* _PROBLEM DESCRIPTION_
Continue the forum thread below about scroll saw blade clamps and tension release rollers, starting from the point where it stops.

* _EXCERPT PROVIDED_
** BEGIN **

# ...........



## Claymore (31 Jul 2014)

..........


----------



## Stooby (31 Jul 2014)

One of my plastic roller was snapped of in the box. Axminster poster 3 out, one broke in the post. Ford one and it has been fine since but am worried it will give up and use the last "spare". Still with the 3 year warranty I hope they will replace in the future if needed.
I like the look of the releases. I have worn out the Allen key that came with the saw and 1 clamp has given up the ghost. I mean to contact Axminster about this as the 2 spares that came, 1 is jammed shut, I have never been able to open it.


----------



## scrimper (31 Jul 2014)

Those blade clamp levers look a bit bulky to me don't they get in the way? Also why do you need one on the bottom blade holder, I would have thought that you only need a quick blade clamp on the top for quick pierced cut changes whilst the bottom of the blade stays in it's holder? Or have I missed something? 

Regarding the quick tension release lever I can only suggest that you had a weak or duff plastic roller, they look identical to the ones on my Hegner, I bought it in 1999 and it came with 2 spare rollers but to date the old ones are still fine in spite of 1000's of operations of the lever, While you are waiting for Axminster to send replacements have you not got anything in your odds and end box that you can fettle to fit?


----------



## scrimper (31 Jul 2014)

** END **

* _SOURCE MATERIAL_
** BEGIN **

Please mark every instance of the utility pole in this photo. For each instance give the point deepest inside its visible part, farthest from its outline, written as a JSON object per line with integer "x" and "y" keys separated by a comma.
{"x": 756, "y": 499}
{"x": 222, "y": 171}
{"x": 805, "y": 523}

** END **

* _TASK ANSWER_
Stooby":2x2tewvc said:


> One of my plastic roller was snapped of in the box. Axminster poster 3 out, one broke in the post. Ford one and it has been fine since but am worried it will give up and use the last "spare". Still with the 3 year warranty I hope they will replace in the future if needed.
> I like the look of the releases. I have worn out the Allen key that came with the saw and 1 clamp has given up the ghost. I mean to contact Axminster about this as the 2 spares that came, 1 is jammed shut, I have never been able to open it.



Could you not fashion a couple of rollers from bit's in your odds and ends box? Perhaps a bit of plastic tube cut to length or even perhaps a bit of brass for a better roller?


----------



## johnny5 (31 Jul 2014)

They look great and easy to use . Just ordered two for my AWFS18.
Much cheaper than the Hegner parts.

Thanks
John


----------



## redmoorphil (31 Jul 2014)

Hi claymore,
The first thing I did when I had the AWFS was relace the plastic rollers with bearings off a couple of small router bits.
They worked perfectly and were only held on with a piece of plastic tubing pushed on to each end of the pin.
There has been much discussion on these levers and I bought mine from mikes workshop. I never used it as the screw tightened straight onto the blade and this would have. Prevented the blade staying straight as the arm moved.
The hegner clamps, for example, have a bearing so the blade can still move when held.
I still have it in the workshop so if anybody needs one let me know and you can have it.
Phil


----------



## finneyb (31 Jul 2014)

Brian,

Personally no problem with roller, but was aware Stooby had an issue. Someone on here had replaced the plastic roller with metal bearings and said that it made it easier to move - I disagreed with the replacement at the time and still, do because the metal bearing surface being steel will wear the aluminium of the rocker arm - it will be expensive to replace the whole rocker arm whereas the plastic rollers are there by design to be the sacrificial item and be replaced cheaply.

The tension lever may be a little stiff due to newness or is your tension too tight?

Stooby, 
Jammed shut clamp- can you use a screwdriver, or similar, to ease it open? 

Brian


----------



## Claymore (31 Jul 2014)

.........


----------



## scrimper (31 Jul 2014)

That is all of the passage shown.